■ WHAT THE TASK ASKS
Rewrite the lines below, changing every "sign post" to "street sign" and leaving everything else the same.

>> START EXERCISE INPUTS

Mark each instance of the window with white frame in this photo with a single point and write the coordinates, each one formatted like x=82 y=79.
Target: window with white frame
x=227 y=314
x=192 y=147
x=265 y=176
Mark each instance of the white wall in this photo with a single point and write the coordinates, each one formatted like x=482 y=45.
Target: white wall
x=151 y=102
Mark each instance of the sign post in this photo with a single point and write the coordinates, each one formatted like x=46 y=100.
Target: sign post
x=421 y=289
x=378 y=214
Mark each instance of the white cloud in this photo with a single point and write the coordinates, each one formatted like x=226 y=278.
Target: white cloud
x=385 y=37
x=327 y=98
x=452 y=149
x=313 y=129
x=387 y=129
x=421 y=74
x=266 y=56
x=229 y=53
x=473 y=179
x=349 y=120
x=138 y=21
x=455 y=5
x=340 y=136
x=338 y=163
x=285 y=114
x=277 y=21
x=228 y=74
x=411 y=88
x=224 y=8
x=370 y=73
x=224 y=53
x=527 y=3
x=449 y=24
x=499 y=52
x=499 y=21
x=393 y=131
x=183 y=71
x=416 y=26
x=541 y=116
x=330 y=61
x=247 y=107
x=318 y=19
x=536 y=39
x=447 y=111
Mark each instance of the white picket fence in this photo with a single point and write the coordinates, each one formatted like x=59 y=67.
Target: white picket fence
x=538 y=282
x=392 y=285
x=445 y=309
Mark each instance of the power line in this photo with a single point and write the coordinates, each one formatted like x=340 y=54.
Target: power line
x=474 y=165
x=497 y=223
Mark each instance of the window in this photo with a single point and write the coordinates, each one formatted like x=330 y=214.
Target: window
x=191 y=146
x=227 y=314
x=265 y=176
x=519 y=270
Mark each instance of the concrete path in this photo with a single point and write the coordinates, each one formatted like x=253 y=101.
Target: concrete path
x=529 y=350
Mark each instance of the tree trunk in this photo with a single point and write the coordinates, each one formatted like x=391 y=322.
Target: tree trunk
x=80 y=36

>> END EXERCISE INPUTS

■ ANSWER
Mark each instance of the window with white frame in this photo with a single point and write the coordinates, each one formatted like x=82 y=79.
Target: window with white frame
x=227 y=314
x=192 y=147
x=265 y=176
Mark each instance of the white wall in this photo with a single point and write the coordinates, each one formatted like x=482 y=45.
Target: white wall
x=151 y=102
Mark each instance of the street sign in this photo with a single point and write the coordinates, each one formatted like x=46 y=100.
Target: street sign
x=421 y=289
x=378 y=214
Mark each instance of the white cloud in this photo with a single point and write the coordinates, each one formatted like x=226 y=278.
Target: white cloud
x=385 y=37
x=327 y=98
x=452 y=149
x=313 y=129
x=387 y=129
x=421 y=74
x=266 y=56
x=229 y=53
x=473 y=179
x=349 y=120
x=138 y=21
x=455 y=5
x=340 y=136
x=338 y=163
x=285 y=114
x=277 y=21
x=228 y=74
x=411 y=88
x=224 y=8
x=370 y=73
x=224 y=53
x=527 y=3
x=449 y=24
x=499 y=52
x=499 y=21
x=393 y=131
x=183 y=71
x=416 y=26
x=541 y=116
x=330 y=61
x=247 y=107
x=318 y=19
x=536 y=39
x=447 y=111
Mark each instance of the white picket fence in this photo with a single point and write the coordinates, each one formatted like x=59 y=67.
Target: white picket fence
x=538 y=282
x=392 y=285
x=445 y=309
Mark each instance of the power line in this photo with a single point and write the coordinates, each one formatted like x=340 y=54.
Target: power line
x=474 y=165
x=497 y=223
Mark each instance of the window in this photo with a single point and write the coordinates, each one formatted like x=330 y=214.
Target: window
x=191 y=146
x=227 y=314
x=265 y=176
x=519 y=270
Mark each instance of the concrete path in this photo with a single point and write the coordinates, each one formatted like x=253 y=101.
Target: concrete path
x=529 y=350
Mark each instance of the tree trunk in this photo with a single point and write the coordinates, each one formatted like x=391 y=322.
Target: tree trunk
x=80 y=36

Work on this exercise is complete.